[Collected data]
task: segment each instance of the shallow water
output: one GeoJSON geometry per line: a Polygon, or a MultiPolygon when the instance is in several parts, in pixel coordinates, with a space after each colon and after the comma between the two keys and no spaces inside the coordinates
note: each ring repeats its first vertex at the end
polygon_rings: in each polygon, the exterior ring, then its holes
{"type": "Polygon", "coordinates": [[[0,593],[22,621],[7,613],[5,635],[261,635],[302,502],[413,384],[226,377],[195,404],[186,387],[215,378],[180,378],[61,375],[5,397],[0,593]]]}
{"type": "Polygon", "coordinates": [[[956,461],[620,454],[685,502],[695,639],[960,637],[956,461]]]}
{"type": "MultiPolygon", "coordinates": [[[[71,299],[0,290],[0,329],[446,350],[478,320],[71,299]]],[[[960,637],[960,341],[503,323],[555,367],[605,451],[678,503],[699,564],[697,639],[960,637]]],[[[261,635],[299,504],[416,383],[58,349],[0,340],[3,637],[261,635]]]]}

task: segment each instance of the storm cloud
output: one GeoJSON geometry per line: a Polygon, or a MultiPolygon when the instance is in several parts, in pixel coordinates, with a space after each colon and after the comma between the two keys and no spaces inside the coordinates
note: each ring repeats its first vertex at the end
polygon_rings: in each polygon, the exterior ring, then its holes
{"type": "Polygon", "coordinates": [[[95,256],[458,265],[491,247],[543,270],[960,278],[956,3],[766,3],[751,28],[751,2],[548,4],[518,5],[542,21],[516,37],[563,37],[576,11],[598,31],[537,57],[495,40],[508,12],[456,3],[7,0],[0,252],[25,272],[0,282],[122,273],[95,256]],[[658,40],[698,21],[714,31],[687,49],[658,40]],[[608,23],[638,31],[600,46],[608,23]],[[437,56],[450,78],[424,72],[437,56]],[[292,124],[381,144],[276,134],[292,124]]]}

● **WORK TO COMPLETE**:
Go through the data above and transcribe every entry exactly.

● **OUTPUT OF THE TASK**:
task: segment each instance of the shallow water
output: one GeoJSON geometry per line: a Polygon, or a MultiPolygon when the instance is in several parts, in pixel coordinates, with a space after each colon and after the comma between the two keys and no spaces inside the coordinates
note: each ring repeats its first vertex at the end
polygon_rings: in each polygon, the exterior ring, then its holes
{"type": "Polygon", "coordinates": [[[0,593],[22,621],[7,613],[5,635],[261,635],[302,502],[413,384],[226,377],[195,404],[186,387],[215,378],[180,378],[61,375],[5,397],[0,593]]]}
{"type": "Polygon", "coordinates": [[[956,461],[620,454],[685,502],[695,639],[960,637],[956,461]]]}
{"type": "MultiPolygon", "coordinates": [[[[71,299],[0,290],[0,329],[446,350],[478,320],[71,299]]],[[[960,637],[960,341],[503,323],[555,367],[605,451],[678,503],[699,564],[697,639],[960,637]]],[[[261,635],[299,504],[416,383],[58,349],[0,340],[3,637],[261,635]]]]}

task: segment each instance of the storm cloud
output: one GeoJSON geometry per line: a Polygon, or a MultiPolygon when the instance is in several parts, in pixel coordinates, with a space after each colon and after the comma between the two keys and no spaces inside the coordinates
note: each ring repeats its first vertex at the end
polygon_rings: in each polygon, the exterior ring, then its holes
{"type": "Polygon", "coordinates": [[[95,256],[458,265],[491,247],[543,270],[960,278],[956,3],[766,3],[751,28],[751,2],[548,4],[518,5],[542,21],[516,37],[563,37],[576,11],[598,31],[537,57],[495,40],[508,12],[456,3],[7,0],[0,252],[25,272],[0,282],[122,273],[95,256]],[[658,40],[698,21],[714,31],[687,49],[658,40]],[[608,23],[638,31],[600,46],[608,23]],[[437,56],[450,78],[424,72],[437,56]],[[292,124],[381,144],[276,134],[292,124]]]}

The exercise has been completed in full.